Start of INFORMATION GIVEN

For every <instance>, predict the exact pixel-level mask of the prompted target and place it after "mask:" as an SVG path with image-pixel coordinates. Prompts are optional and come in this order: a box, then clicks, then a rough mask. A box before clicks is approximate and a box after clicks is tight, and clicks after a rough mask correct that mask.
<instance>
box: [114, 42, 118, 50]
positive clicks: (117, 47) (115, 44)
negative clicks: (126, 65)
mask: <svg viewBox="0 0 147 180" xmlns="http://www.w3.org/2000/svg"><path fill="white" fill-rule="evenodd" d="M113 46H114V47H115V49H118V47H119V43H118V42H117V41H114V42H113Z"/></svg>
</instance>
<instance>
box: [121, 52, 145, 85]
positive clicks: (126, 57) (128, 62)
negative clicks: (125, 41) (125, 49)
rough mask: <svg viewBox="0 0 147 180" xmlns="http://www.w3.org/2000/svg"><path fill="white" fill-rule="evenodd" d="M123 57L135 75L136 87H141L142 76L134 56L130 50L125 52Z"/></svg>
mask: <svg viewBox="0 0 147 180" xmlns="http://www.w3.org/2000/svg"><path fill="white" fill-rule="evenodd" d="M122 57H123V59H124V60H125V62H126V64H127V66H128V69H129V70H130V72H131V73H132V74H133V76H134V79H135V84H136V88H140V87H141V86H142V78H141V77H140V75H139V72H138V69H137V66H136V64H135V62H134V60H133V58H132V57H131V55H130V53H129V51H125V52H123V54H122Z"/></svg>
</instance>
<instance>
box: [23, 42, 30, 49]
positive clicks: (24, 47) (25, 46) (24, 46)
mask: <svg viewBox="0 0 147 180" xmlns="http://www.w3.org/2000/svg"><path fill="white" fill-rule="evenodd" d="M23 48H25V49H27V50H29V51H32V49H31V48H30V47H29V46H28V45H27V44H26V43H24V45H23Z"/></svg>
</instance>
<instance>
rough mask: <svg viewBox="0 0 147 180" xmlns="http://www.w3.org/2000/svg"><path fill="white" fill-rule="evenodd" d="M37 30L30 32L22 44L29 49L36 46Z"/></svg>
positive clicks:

End of INFORMATION GIVEN

Only the lines from the one containing "30L30 32L22 44L29" to the end of the records should be repeated, exactly as they appear.

rough mask: <svg viewBox="0 0 147 180" xmlns="http://www.w3.org/2000/svg"><path fill="white" fill-rule="evenodd" d="M37 30L30 32L22 44L29 49L36 46Z"/></svg>
positive clicks:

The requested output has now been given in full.